-------- Extracted records

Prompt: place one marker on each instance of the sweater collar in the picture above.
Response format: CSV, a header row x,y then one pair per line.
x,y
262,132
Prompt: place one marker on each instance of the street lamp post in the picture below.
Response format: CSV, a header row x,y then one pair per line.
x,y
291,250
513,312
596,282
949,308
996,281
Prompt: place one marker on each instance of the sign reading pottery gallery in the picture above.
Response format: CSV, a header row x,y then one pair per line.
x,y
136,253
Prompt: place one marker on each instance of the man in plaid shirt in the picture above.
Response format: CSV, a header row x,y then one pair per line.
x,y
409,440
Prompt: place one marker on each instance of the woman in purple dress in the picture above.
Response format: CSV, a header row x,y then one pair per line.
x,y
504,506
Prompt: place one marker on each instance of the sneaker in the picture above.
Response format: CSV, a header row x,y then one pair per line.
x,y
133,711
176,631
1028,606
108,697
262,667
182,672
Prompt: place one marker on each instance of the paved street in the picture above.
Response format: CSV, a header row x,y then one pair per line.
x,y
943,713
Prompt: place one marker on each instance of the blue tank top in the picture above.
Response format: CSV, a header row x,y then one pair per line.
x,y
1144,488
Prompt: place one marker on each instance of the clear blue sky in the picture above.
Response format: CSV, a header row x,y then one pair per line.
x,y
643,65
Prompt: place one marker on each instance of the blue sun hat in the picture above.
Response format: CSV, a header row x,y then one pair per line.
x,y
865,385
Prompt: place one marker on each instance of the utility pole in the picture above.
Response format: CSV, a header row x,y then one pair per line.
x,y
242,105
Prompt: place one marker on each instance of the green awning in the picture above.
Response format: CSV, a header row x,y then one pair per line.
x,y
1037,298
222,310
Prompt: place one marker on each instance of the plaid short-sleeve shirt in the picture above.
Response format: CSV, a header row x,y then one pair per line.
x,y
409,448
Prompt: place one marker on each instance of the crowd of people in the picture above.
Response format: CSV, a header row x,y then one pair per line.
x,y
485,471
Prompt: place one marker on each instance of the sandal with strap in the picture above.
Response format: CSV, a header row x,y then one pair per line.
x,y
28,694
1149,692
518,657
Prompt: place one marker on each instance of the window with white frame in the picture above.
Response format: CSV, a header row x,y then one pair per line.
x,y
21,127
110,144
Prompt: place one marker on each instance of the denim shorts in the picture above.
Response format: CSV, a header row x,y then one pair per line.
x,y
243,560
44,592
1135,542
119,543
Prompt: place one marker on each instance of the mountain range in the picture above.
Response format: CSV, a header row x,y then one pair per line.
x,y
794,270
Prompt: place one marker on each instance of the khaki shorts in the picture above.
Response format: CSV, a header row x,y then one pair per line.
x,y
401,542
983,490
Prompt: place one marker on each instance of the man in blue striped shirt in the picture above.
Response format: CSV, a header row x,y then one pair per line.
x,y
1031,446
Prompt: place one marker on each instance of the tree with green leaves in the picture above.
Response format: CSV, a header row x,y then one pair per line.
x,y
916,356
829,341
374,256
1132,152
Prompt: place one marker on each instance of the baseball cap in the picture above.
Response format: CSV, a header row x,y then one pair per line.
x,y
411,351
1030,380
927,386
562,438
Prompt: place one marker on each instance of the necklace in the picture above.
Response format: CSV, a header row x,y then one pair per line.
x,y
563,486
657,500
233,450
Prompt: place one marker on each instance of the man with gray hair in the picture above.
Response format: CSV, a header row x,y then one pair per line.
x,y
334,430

----------------

Give only the number of lines in the preceding data that include the word "plaid".

2